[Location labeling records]

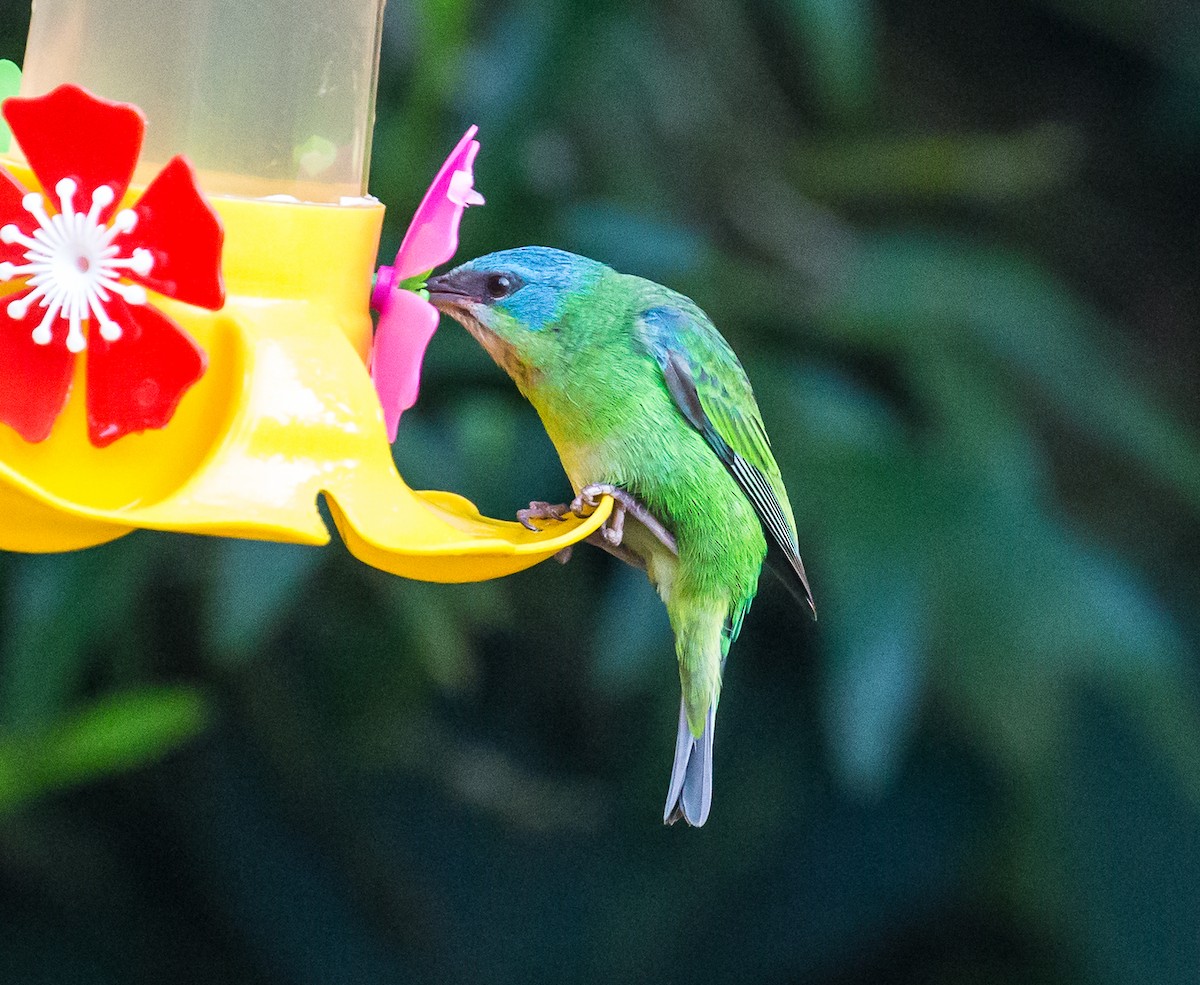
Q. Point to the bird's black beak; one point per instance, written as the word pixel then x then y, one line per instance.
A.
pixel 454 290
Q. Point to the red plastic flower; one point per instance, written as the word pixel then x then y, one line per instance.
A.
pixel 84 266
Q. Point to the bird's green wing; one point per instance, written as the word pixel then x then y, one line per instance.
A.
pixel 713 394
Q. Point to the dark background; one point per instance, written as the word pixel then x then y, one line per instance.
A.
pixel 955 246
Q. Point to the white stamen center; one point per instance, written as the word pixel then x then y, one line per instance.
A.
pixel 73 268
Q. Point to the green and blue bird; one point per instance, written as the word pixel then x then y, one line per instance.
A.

Task requirements
Transcribe each line above verbatim, with the pictures left out.

Answer to this exercise
Q. Point to the bird's black beak; one point per instance, written as the word pixel then x then y, one line per instance.
A.
pixel 454 290
Q. Point to the red plastic flower; one point per instance, written as the word pixel then x then y, one line per instance.
A.
pixel 84 266
Q. Point to the bird's green wing; one point per instance, written as the word pixel then x then y, one line per instance.
A.
pixel 713 394
Q. Point to the dark background; one point per instance, written as the word pixel then x then y, one line per instance.
A.
pixel 955 246
Q. Point to the white stamen center; one point per instance, written as the word pixel then x then y, one line per instance.
A.
pixel 73 268
Q. Point to the green and blue bird; one point per instance, written as the word pixel then x then y, one line per instance.
A.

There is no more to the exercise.